--- Begin Text provided ---
On Wed, May 27, 2020 at 12:16 PM Jakub Sitnicki <jakub@cloudflare.com> wrote:
>
> Add support for bpf() syscall subcommands that operate on
> bpf_link (LINK_CREATE, LINK_UPDATE, OBJ_GET_INFO) for attach points tied to
> network namespaces (that is flow dissector at the moment).
>
> Link-based and prog-based attachment can be used interchangeably, but only
> one can be in use at a time. Attempts to attach a link when a prog is
> already attached directly, and the other way around, will be met with
> -EBUSY.
>
> Attachment of multiple links of same attach type to one netns is not
> supported, with the intention to lift it when a use-case presents
> itself. Because of that attempts to create a netns link, when one already
> exists result in -E2BIG error, signifying that there is no space left for
> another attachment.
--- End Text provided ---
--- Begin Entries supplied ---
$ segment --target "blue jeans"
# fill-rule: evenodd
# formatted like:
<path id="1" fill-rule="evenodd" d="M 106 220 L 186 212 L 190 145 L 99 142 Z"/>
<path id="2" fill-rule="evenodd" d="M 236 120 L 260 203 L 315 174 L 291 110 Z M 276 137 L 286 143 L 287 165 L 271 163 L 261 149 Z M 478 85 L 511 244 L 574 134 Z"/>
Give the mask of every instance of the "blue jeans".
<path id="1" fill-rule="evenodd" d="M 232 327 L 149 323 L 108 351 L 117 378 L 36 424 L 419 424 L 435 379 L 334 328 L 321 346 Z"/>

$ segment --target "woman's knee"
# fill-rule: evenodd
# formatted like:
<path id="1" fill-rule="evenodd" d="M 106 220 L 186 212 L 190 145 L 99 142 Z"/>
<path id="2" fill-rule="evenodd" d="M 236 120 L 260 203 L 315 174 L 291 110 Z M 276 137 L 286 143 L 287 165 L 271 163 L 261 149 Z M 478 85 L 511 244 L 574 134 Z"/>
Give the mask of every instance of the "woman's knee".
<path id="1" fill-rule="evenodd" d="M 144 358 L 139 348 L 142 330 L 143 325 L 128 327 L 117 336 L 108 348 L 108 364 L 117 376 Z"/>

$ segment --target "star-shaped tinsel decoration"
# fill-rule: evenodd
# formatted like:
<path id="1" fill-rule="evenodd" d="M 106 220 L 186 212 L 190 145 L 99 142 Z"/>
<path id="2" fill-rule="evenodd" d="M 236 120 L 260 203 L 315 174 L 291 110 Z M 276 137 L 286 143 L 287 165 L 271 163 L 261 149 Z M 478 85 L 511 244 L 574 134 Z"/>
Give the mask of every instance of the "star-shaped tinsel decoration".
--- End Entries supplied ---
Pick up the mailing-list message on bpf_link attachment for network namespaces right after its last sentence and keep writing it.

>
> Link-based attachments to netns don't keep a netns alive by holding a ref
> to it. Instead links get auto-detached from netns when the latter is being
> destroyed by a pernet pre_exit callback.
>
> When auto-detached, link lives in defunct state as long there are open FDs
> for it. -ENOLINK is returned if a user tries to update a defunct link.
>
> Because bpf_link to netns doesn't hold a ref to struct net, special care is
> taken when releasing the link. The netns might be getting torn down when
> the release function tries to access it to detach the link.
>
> To ensure the struct net object is alive when release function accesses it
> we rely on the fact that cleanup_net(), struct net destructor, calls
> synchronize_rcu() after invoking pre_exit callbacks. If auto-detach from
> pre_exit happens first, link release will not attempt to access struct net.
>
> Same applies the other way around, network namespace doesn't keep an
> attached link alive because by not holding a ref to it. Instead bpf_links
> to netns are RCU-freed, so that pernet pre_exit callback can safely access
> and auto-detach the link when racing with link release/free.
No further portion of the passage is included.